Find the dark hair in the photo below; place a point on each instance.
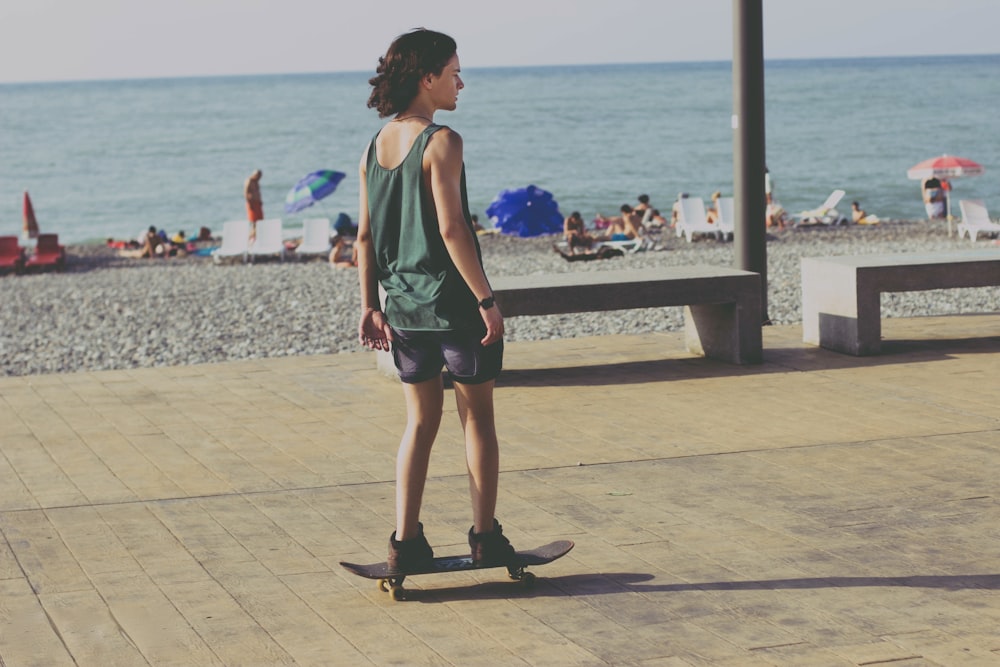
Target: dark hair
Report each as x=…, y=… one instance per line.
x=410, y=57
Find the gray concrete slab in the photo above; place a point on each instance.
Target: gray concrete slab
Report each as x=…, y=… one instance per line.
x=817, y=509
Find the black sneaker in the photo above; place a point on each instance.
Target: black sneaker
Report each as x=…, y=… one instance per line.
x=409, y=555
x=491, y=549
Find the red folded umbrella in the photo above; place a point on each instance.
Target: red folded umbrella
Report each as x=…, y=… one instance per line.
x=945, y=166
x=29, y=229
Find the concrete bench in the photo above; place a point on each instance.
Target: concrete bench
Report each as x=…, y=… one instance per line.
x=841, y=296
x=722, y=308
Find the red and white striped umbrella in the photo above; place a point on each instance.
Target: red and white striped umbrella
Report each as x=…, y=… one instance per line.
x=945, y=166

# [What is being asked]
In the listing above, find the line containing "Find the gray", then reproduce it and each line after it through the end, exactly and with nothing added.

# [Solution to the problem]
Find the gray concrete slab in the photo above; place a point on each instance.
Target: gray concrete slab
Report each as x=…, y=… one instance per line.
x=817, y=509
Find the black sneaker in the photo above; place a point on each instance.
Target: black sneaker
Report each as x=…, y=… one instance per line.
x=409, y=555
x=491, y=549
Find the red folded umbrella in the photo above; place a point on each instance.
Target: red folded umbrella
Report each as x=…, y=… one instance per line.
x=945, y=166
x=29, y=229
Find the concrete bench in the photo above; place a point on each instance.
Target: concrete bench
Report each as x=…, y=… one instance per line.
x=841, y=296
x=722, y=308
Find the red and white striped umbrella in the photo above; place a point on each instance.
Target: red and white striped umbrella
Report each as x=…, y=… one instance per line.
x=945, y=166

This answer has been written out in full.